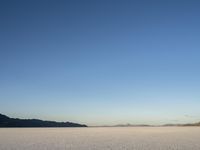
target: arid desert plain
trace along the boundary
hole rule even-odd
[[[0,150],[200,150],[200,127],[0,128]]]

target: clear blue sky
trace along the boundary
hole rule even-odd
[[[0,1],[0,112],[88,125],[200,121],[199,8]]]

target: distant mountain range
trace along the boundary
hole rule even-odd
[[[87,127],[87,125],[72,122],[10,118],[0,114],[0,127]]]

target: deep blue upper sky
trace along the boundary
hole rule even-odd
[[[89,125],[200,120],[200,1],[0,1],[0,111]]]

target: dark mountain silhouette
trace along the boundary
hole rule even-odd
[[[84,124],[72,122],[43,121],[39,119],[10,118],[0,114],[0,127],[87,127]]]

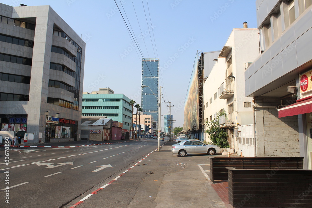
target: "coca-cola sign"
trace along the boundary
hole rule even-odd
[[[303,74],[299,76],[299,85],[300,93],[304,94],[300,95],[302,97],[312,95],[312,70]]]
[[[305,75],[303,75],[300,79],[300,89],[302,92],[305,92],[308,89],[309,86],[309,80],[308,76]]]

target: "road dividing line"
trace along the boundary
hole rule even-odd
[[[77,167],[81,167],[82,166],[82,165],[80,165],[79,166],[77,166],[77,167],[73,167],[73,168],[71,168],[71,169],[75,169],[75,168],[76,168]]]
[[[23,185],[23,184],[26,184],[26,183],[29,183],[29,182],[24,182],[24,183],[20,183],[19,184],[17,184],[17,185],[15,185],[14,186],[10,186],[10,189],[11,189],[12,188],[14,188],[14,187],[16,187],[16,186],[21,186],[21,185]],[[1,190],[0,190],[0,191],[4,191],[4,190],[6,190],[6,189],[6,189],[6,188],[4,188],[3,189],[1,189]]]
[[[51,174],[51,175],[49,175],[47,176],[46,176],[45,177],[49,177],[49,176],[53,176],[54,175],[56,175],[56,174],[58,174],[59,173],[60,173],[61,172],[58,172],[57,173],[53,173],[53,174]]]

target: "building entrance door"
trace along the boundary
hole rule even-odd
[[[307,150],[308,168],[312,169],[312,113],[307,114]]]

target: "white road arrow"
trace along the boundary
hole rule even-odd
[[[40,165],[46,165],[47,166],[46,168],[53,168],[53,167],[58,167],[59,166],[61,166],[62,165],[73,165],[74,164],[73,162],[63,162],[63,163],[57,163],[58,164],[60,164],[60,165],[51,165],[51,164],[53,164],[52,163],[36,163],[37,165],[39,166]]]
[[[95,170],[94,171],[93,171],[92,172],[97,172],[99,171],[100,171],[102,169],[104,169],[105,167],[113,167],[113,166],[110,165],[100,165],[99,166],[96,166],[97,167],[101,167],[99,168],[98,168],[96,170]]]

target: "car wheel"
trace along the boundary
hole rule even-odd
[[[184,157],[186,156],[186,151],[184,150],[180,150],[179,152],[179,155],[181,157]]]
[[[216,154],[216,150],[214,149],[211,148],[208,150],[208,154],[209,155],[213,155]]]

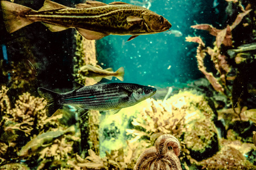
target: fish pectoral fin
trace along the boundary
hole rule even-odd
[[[68,7],[51,1],[46,0],[43,7],[39,9],[39,11],[60,10],[66,8]]]
[[[85,29],[80,28],[76,28],[76,30],[86,39],[88,40],[99,40],[103,38],[104,37],[107,36],[109,35],[102,33],[100,32],[97,32],[94,31]]]
[[[99,69],[102,69],[102,67],[101,67],[100,66],[99,66],[99,65],[96,65],[95,66],[96,67],[97,67],[97,68],[99,68]]]
[[[111,114],[115,114],[119,112],[121,109],[114,109],[110,110]]]
[[[131,96],[131,95],[133,94],[133,92],[132,91],[130,91],[128,89],[126,89],[124,87],[121,87],[120,88],[120,93],[122,92],[123,92],[124,94],[125,94],[126,95],[127,95],[127,96],[130,97]]]
[[[111,80],[112,79],[112,77],[113,76],[110,75],[110,76],[104,76],[104,78],[106,79],[110,80]]]
[[[77,82],[75,81],[73,82],[73,90],[77,90],[80,88],[82,88],[84,86],[84,85],[79,83],[79,82]]]
[[[126,20],[129,23],[132,23],[133,24],[140,24],[143,19],[139,17],[134,16],[129,16],[126,18]]]
[[[63,26],[54,25],[52,24],[46,23],[43,22],[42,23],[43,24],[46,26],[51,32],[59,32],[69,28],[69,27],[64,27]]]
[[[86,8],[96,6],[108,5],[108,4],[98,1],[86,1],[85,3],[79,3],[76,5],[77,8]]]
[[[47,143],[47,144],[41,144],[40,146],[40,147],[48,147],[48,146],[51,146],[51,144],[52,144],[52,143]]]
[[[87,113],[90,111],[89,110],[85,109],[82,108],[77,108],[77,115],[79,117],[81,117],[82,116],[85,115]]]
[[[113,72],[114,72],[113,71],[113,69],[112,68],[108,68],[108,69],[105,69],[105,70],[108,71],[113,71]]]
[[[94,80],[96,80],[97,82],[100,82],[101,79],[102,79],[101,76],[95,76],[92,78]]]
[[[109,5],[130,5],[123,2],[113,2],[111,3],[109,3]]]
[[[139,35],[134,35],[134,36],[131,36],[127,40],[127,41],[131,41],[131,40],[134,39],[135,38],[136,38],[137,37],[138,37]]]

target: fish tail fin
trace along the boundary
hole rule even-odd
[[[1,1],[1,3],[3,20],[9,33],[14,32],[35,22],[25,15],[30,11],[34,11],[32,9],[6,1]]]
[[[125,69],[123,69],[123,67],[121,67],[119,68],[118,70],[117,70],[115,71],[116,73],[118,74],[118,75],[117,75],[115,77],[121,80],[122,82],[123,81],[123,75],[125,75]]]
[[[43,87],[38,88],[38,91],[39,95],[47,102],[46,107],[46,115],[47,117],[52,116],[61,107],[61,105],[55,101],[59,94]]]

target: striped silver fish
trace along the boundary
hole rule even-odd
[[[79,112],[81,113],[88,110],[112,109],[116,113],[123,108],[134,105],[152,96],[156,92],[155,88],[133,83],[98,83],[88,86],[75,83],[79,88],[63,94],[38,88],[38,93],[47,101],[48,117],[52,116],[63,105],[79,107]]]
[[[168,20],[146,8],[122,2],[109,5],[86,1],[76,8],[46,0],[39,11],[1,1],[4,22],[11,33],[36,22],[42,22],[52,32],[75,28],[88,40],[98,40],[109,35],[132,35],[128,41],[140,35],[168,30]]]

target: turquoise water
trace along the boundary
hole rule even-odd
[[[130,1],[122,1],[126,3]],[[140,2],[142,1],[147,1]],[[197,23],[218,25],[215,18],[225,14],[219,12],[216,16],[212,16],[214,12],[213,1],[150,1],[150,10],[167,19],[172,25],[170,30],[179,31],[182,36],[175,37],[167,31],[141,35],[126,42],[129,36],[110,35],[97,42],[99,63],[104,63],[103,67],[114,70],[123,66],[126,82],[166,87],[201,77],[195,57],[197,45],[185,42],[185,37],[197,34],[190,28],[191,26]],[[225,11],[221,12],[225,13]],[[207,43],[213,40],[213,36],[207,37]]]

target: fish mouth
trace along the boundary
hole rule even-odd
[[[163,30],[163,31],[171,31],[170,30],[170,28],[171,28],[171,27],[170,27],[170,26],[168,26],[168,27],[164,27],[163,28],[162,30]]]

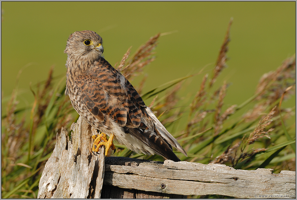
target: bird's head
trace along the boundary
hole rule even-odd
[[[103,57],[102,42],[101,37],[94,31],[77,31],[69,36],[64,53],[75,60],[92,62]]]

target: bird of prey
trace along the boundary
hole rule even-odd
[[[101,133],[92,137],[93,151],[104,145],[107,155],[109,148],[115,151],[115,139],[138,153],[180,161],[172,145],[186,156],[185,151],[131,83],[103,57],[102,42],[93,31],[75,32],[64,51],[67,55],[65,94],[78,114]]]

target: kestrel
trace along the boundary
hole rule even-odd
[[[110,148],[115,151],[115,139],[138,153],[180,161],[171,145],[186,156],[185,151],[131,83],[103,58],[102,41],[94,31],[76,32],[64,51],[68,56],[65,94],[79,115],[101,133],[92,137],[92,151],[104,145],[107,155]]]

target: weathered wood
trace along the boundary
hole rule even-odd
[[[160,193],[138,190],[121,188],[103,185],[101,198],[186,198],[180,195]]]
[[[45,164],[39,183],[38,197],[100,198],[104,177],[104,147],[92,152],[91,127],[80,117],[71,129],[71,140],[62,128],[57,134],[53,153]]]
[[[181,198],[212,194],[239,198],[296,196],[295,171],[275,174],[271,169],[235,170],[216,164],[119,157],[105,159],[103,147],[100,154],[92,154],[92,136],[96,132],[88,124],[80,117],[71,129],[71,140],[62,128],[57,134],[55,149],[39,182],[38,198]]]
[[[170,160],[163,164],[123,157],[107,158],[105,162],[103,184],[123,188],[239,198],[296,196],[295,171],[275,174],[271,169],[243,170],[217,164]]]

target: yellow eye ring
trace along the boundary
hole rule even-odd
[[[92,41],[89,39],[86,39],[84,41],[84,44],[87,46],[89,46],[92,44]]]

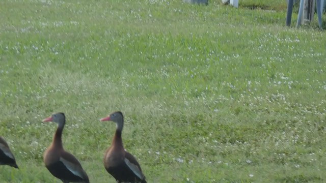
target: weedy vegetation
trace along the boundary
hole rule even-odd
[[[149,182],[326,181],[326,34],[316,19],[286,27],[286,11],[0,1],[0,135],[20,168],[1,166],[1,182],[60,182],[42,159],[55,112],[91,182],[115,182],[102,161],[115,126],[99,119],[116,110]]]

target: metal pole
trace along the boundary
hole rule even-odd
[[[292,18],[292,12],[293,9],[293,0],[289,0],[287,4],[287,13],[286,14],[286,25],[291,25],[291,18]]]
[[[296,27],[298,27],[301,23],[302,19],[302,13],[304,11],[304,3],[305,0],[300,1],[300,7],[299,8],[299,13],[297,15],[297,21],[296,21]],[[317,8],[318,9],[318,7]]]

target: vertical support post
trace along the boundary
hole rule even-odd
[[[303,16],[301,19],[301,24],[305,24],[307,21],[312,21],[313,20],[315,1],[315,0],[305,0]]]
[[[289,0],[287,4],[287,12],[286,13],[286,26],[291,25],[292,12],[293,9],[293,0]]]
[[[300,25],[300,23],[301,23],[301,19],[302,19],[302,14],[304,11],[304,1],[305,0],[300,1],[300,7],[299,7],[299,13],[297,15],[297,21],[296,21],[296,27],[298,27],[299,25]]]

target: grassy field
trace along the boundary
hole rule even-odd
[[[20,167],[1,182],[60,182],[41,120],[64,112],[65,149],[114,182],[98,119],[116,110],[149,182],[325,182],[326,34],[285,26],[285,0],[220,2],[0,1],[0,135]]]

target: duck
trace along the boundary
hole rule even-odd
[[[139,163],[123,146],[121,137],[124,123],[122,112],[114,112],[100,120],[113,121],[117,127],[111,145],[106,149],[103,160],[106,171],[119,183],[146,183]]]
[[[66,123],[65,114],[57,113],[43,120],[43,122],[49,121],[57,123],[58,128],[51,145],[43,155],[45,166],[52,175],[64,183],[89,183],[88,176],[80,163],[73,155],[65,151],[62,145],[62,131]]]
[[[8,144],[2,136],[0,136],[0,165],[9,165],[19,169]]]

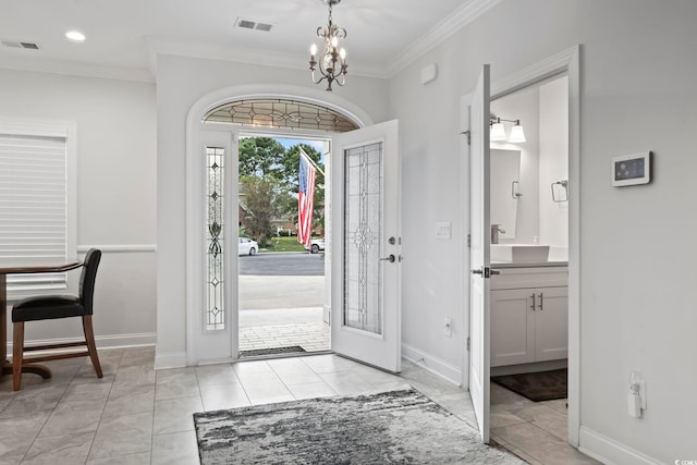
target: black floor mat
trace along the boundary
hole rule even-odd
[[[254,348],[250,351],[240,351],[240,357],[257,357],[259,355],[277,355],[277,354],[301,354],[305,350],[299,345],[290,345],[288,347],[270,347]]]
[[[491,377],[491,381],[521,394],[530,401],[566,399],[566,368],[550,371],[526,372]]]

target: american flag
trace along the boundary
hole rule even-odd
[[[313,207],[317,171],[301,152],[299,182],[297,187],[297,241],[310,246],[313,233]]]

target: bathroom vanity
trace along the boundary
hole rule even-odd
[[[491,268],[491,367],[568,356],[565,261],[496,262]]]

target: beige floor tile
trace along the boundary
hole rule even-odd
[[[95,432],[37,438],[23,465],[81,464],[87,461]]]
[[[151,442],[152,414],[106,417],[97,428],[88,458],[113,458],[149,452]]]
[[[200,395],[155,401],[154,435],[192,431],[196,412],[204,412]]]
[[[246,392],[239,382],[204,386],[200,388],[200,394],[204,408],[207,412],[252,405]]]
[[[198,443],[194,431],[152,437],[152,465],[189,465],[198,463]]]

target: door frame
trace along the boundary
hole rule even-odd
[[[254,132],[259,131],[258,127],[237,126],[229,124],[216,124],[207,123],[204,127],[201,123],[206,113],[216,107],[223,103],[244,100],[244,99],[292,99],[297,101],[304,101],[308,103],[320,105],[330,109],[333,109],[353,122],[359,127],[371,125],[372,119],[355,103],[352,103],[343,97],[326,93],[319,89],[283,85],[283,84],[264,84],[264,85],[241,85],[224,87],[211,91],[198,100],[196,100],[186,117],[186,270],[185,270],[185,289],[186,299],[185,305],[185,365],[195,366],[210,363],[231,362],[236,359],[235,347],[232,347],[230,353],[219,354],[219,356],[212,358],[201,359],[197,355],[197,341],[199,338],[200,325],[197,322],[200,316],[201,306],[200,302],[204,296],[204,281],[201,279],[200,267],[197,264],[203,262],[204,259],[204,237],[201,234],[203,227],[197,221],[198,218],[203,218],[204,209],[204,193],[200,188],[200,180],[204,176],[204,164],[200,162],[200,147],[203,144],[203,132],[207,129],[221,130],[228,127],[231,133],[234,132]],[[234,129],[234,130],[233,130]],[[269,127],[267,133],[282,133],[282,129]],[[306,132],[294,132],[295,136],[308,135],[310,130]],[[326,133],[321,133],[326,134]],[[320,136],[320,133],[315,133],[316,136]],[[234,281],[236,281],[236,273]],[[166,315],[158,315],[158,320],[167,319]],[[230,321],[231,329],[237,331],[236,321]],[[237,344],[234,344],[235,346]]]
[[[492,63],[496,66],[496,62]],[[578,448],[580,429],[580,46],[574,46],[491,83],[491,100],[513,94],[549,77],[568,76],[568,443]],[[462,98],[461,129],[468,131],[468,102],[472,94]],[[463,136],[462,152],[469,155],[467,137]],[[462,185],[469,180],[468,162],[462,163]],[[462,189],[462,205],[469,205],[467,189]],[[463,212],[468,224],[469,212]],[[469,250],[465,248],[463,269],[468,270]],[[467,280],[469,273],[465,273]],[[463,283],[468,289],[467,283]],[[467,292],[467,295],[469,292]],[[463,321],[469,320],[469,304],[463,305]],[[468,325],[468,323],[467,323]],[[469,328],[467,328],[467,334]],[[465,341],[466,343],[466,341]],[[463,357],[463,386],[469,384],[469,351]]]

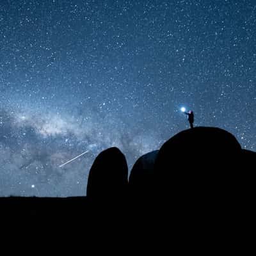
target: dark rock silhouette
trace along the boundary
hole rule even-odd
[[[0,214],[26,226],[58,223],[66,228],[69,223],[90,236],[96,230],[97,238],[102,229],[114,230],[127,244],[159,238],[189,252],[203,246],[229,250],[231,243],[249,241],[253,230],[255,160],[256,152],[242,150],[226,131],[195,127],[140,157],[129,185],[125,157],[111,148],[92,166],[87,196],[2,198]],[[124,239],[129,231],[131,240]]]
[[[177,200],[228,191],[237,179],[235,167],[241,153],[236,138],[223,129],[201,127],[182,131],[166,141],[157,155],[157,191]]]
[[[102,152],[90,170],[87,197],[93,200],[124,200],[128,184],[128,166],[121,151],[113,147]]]
[[[158,152],[155,150],[142,156],[133,166],[129,179],[129,194],[132,200],[151,200],[154,166]]]

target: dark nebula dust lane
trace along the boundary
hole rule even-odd
[[[98,154],[129,168],[189,127],[256,150],[254,1],[1,1],[0,196],[85,195]],[[61,168],[60,166],[88,150]]]

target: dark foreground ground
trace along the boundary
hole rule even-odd
[[[125,156],[111,148],[92,166],[87,197],[0,198],[2,224],[101,241],[114,234],[127,246],[244,253],[254,244],[255,161],[255,152],[212,127],[176,134],[138,159],[129,179]]]

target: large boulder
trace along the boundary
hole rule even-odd
[[[128,185],[128,166],[121,151],[112,147],[102,152],[90,170],[87,197],[97,200],[124,200]]]
[[[236,138],[219,128],[178,133],[162,146],[156,160],[157,200],[224,203],[238,182],[241,154]]]
[[[129,193],[132,200],[151,198],[154,166],[158,152],[155,150],[142,156],[133,166],[129,179]]]

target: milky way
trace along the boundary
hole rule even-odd
[[[100,152],[131,170],[189,128],[181,107],[255,151],[255,15],[245,0],[1,1],[0,196],[84,195]]]

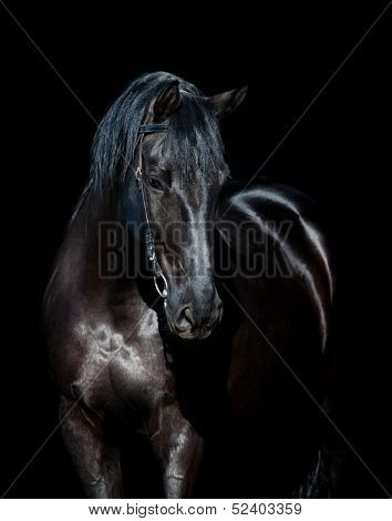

──────────

▶ Problem details:
Reproduce the records from their beginning through the line that contains "[[[89,125],[200,120],[200,1],[0,1],[0,111]]]", including that line. Omit the pictures from your answer.

▶ Result:
target: arid desert plain
trace along the boundary
hole rule even-odd
[[[0,150],[200,150],[200,127],[0,128]]]

target: clear blue sky
trace along the boundary
hole rule even-odd
[[[0,1],[0,112],[88,125],[200,121],[199,8]]]

target: distant mountain range
trace along the boundary
hole rule even-odd
[[[87,127],[87,125],[72,122],[10,118],[0,114],[0,127]]]

target: deep blue upper sky
trace along the boundary
hole rule even-odd
[[[89,125],[200,120],[200,1],[0,1],[0,111]]]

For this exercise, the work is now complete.